◆ STATED PROBLEM
Reproduce every line of the following data without any changes.

Position identification data
_ _ _ _ _ _ _

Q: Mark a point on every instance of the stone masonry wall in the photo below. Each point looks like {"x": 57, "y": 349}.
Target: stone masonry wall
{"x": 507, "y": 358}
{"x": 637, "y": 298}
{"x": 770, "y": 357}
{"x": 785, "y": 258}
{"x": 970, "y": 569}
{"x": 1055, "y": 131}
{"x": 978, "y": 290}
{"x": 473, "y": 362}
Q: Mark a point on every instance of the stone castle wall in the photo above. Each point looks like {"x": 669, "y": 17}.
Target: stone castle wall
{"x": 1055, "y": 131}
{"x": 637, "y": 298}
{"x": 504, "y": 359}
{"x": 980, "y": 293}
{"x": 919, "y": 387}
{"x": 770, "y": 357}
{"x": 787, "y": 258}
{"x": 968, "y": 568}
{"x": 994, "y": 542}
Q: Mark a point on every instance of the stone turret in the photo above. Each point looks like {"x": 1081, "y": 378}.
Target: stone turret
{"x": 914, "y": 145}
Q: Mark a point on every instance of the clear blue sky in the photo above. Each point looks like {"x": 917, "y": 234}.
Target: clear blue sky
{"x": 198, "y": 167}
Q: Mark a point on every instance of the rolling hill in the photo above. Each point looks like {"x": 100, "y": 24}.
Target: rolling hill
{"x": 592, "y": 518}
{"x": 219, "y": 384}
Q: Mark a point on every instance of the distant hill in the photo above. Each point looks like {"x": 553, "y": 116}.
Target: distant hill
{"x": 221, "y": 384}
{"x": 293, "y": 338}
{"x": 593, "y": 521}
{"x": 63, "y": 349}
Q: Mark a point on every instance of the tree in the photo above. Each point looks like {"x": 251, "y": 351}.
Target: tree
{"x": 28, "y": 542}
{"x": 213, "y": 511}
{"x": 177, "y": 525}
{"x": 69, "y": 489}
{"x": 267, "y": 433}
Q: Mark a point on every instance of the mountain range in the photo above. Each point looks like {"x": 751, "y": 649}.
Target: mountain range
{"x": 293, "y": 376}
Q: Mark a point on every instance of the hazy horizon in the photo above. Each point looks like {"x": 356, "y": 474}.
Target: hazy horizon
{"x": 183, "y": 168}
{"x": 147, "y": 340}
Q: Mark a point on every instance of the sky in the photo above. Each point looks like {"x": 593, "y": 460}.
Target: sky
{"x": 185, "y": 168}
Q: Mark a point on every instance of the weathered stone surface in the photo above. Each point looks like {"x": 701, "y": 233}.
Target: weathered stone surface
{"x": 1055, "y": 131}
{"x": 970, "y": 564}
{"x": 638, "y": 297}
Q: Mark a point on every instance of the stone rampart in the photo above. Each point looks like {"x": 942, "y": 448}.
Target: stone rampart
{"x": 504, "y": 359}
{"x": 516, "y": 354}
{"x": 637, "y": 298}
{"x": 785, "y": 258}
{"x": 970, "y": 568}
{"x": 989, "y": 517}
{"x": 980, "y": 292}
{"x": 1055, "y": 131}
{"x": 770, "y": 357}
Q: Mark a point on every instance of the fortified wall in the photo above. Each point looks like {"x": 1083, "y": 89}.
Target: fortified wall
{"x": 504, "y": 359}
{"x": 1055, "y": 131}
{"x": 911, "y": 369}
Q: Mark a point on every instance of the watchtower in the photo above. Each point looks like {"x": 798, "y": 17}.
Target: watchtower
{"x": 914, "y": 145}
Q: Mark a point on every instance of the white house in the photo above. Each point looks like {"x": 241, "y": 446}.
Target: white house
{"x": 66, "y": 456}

_ _ _ _ _ _ _

◆ WRITTEN RESPONSE
Q: Mark a point on every instance of the stone masonry wall in the photo below. Each point looks like {"x": 57, "y": 349}.
Target: stone masonry wall
{"x": 507, "y": 358}
{"x": 637, "y": 298}
{"x": 770, "y": 357}
{"x": 785, "y": 258}
{"x": 970, "y": 569}
{"x": 1055, "y": 131}
{"x": 978, "y": 290}
{"x": 473, "y": 362}
Q: Mark a point on every instance of the stone castle wall in the photo above. Each point looks like {"x": 669, "y": 17}.
Target: stone castle wall
{"x": 1055, "y": 131}
{"x": 637, "y": 298}
{"x": 504, "y": 359}
{"x": 980, "y": 293}
{"x": 919, "y": 387}
{"x": 770, "y": 357}
{"x": 787, "y": 258}
{"x": 968, "y": 568}
{"x": 994, "y": 542}
Q: Mark a point on every instance of the stone turret in the photo above. Each point looks like {"x": 1081, "y": 378}.
Target: stone turret
{"x": 914, "y": 145}
Q: Mark a point on every instance of the clear blue sky in the photo above. Each point looks like {"x": 917, "y": 234}.
Target: clear blue sky
{"x": 198, "y": 167}
Q: Mark a point on every instance of the rolling hill in the photo above. Each point looks like {"x": 100, "y": 24}.
Target: rolling hill
{"x": 592, "y": 518}
{"x": 219, "y": 384}
Q: Mark a point on every instance of the distant hill in the photo above. Each point looks like {"x": 553, "y": 116}.
Target: distant hill
{"x": 221, "y": 384}
{"x": 293, "y": 338}
{"x": 593, "y": 521}
{"x": 63, "y": 349}
Q: Mark a point on every instance of the tree in the photo above. Each point looks like {"x": 251, "y": 351}.
Target: tree
{"x": 28, "y": 542}
{"x": 213, "y": 511}
{"x": 177, "y": 525}
{"x": 69, "y": 489}
{"x": 267, "y": 433}
Q: Mark a point on every instance of the mountain range in the photo above. Each point looks like {"x": 751, "y": 649}.
Target: mountain range
{"x": 293, "y": 376}
Q: Mark a point on every instance of the hazy horizon in the photo above. Each point looks like {"x": 356, "y": 474}.
Target: hazy horizon
{"x": 183, "y": 168}
{"x": 147, "y": 340}
Q: Mark a point on every instance of the sky in the photo above. Each point looks like {"x": 593, "y": 460}.
Target: sky
{"x": 185, "y": 168}
Q: Mark a point on every instance of the weathered stone surface in the photo above. Each point looks like {"x": 701, "y": 233}.
Target: weathered stone surface
{"x": 1055, "y": 131}
{"x": 970, "y": 564}
{"x": 638, "y": 297}
Q: Mark a point on every instance of the stone rampart in the photo above. Each point looks like {"x": 942, "y": 448}.
Target: stone rampart
{"x": 504, "y": 359}
{"x": 516, "y": 354}
{"x": 637, "y": 298}
{"x": 785, "y": 258}
{"x": 970, "y": 568}
{"x": 989, "y": 517}
{"x": 980, "y": 292}
{"x": 1055, "y": 131}
{"x": 770, "y": 357}
Q: Mark a point on every instance of the fortified wall in the photo above. Each point looks like {"x": 1083, "y": 89}.
Target: fortified wall
{"x": 504, "y": 359}
{"x": 1055, "y": 131}
{"x": 911, "y": 369}
Q: Mark a point on every instance of the watchtower in the photo above. Each point looks like {"x": 798, "y": 17}.
Target: watchtower
{"x": 914, "y": 145}
Q: Mark a point on every instance of the white house in the photo above. Each point looks like {"x": 241, "y": 446}.
Target: white house
{"x": 66, "y": 456}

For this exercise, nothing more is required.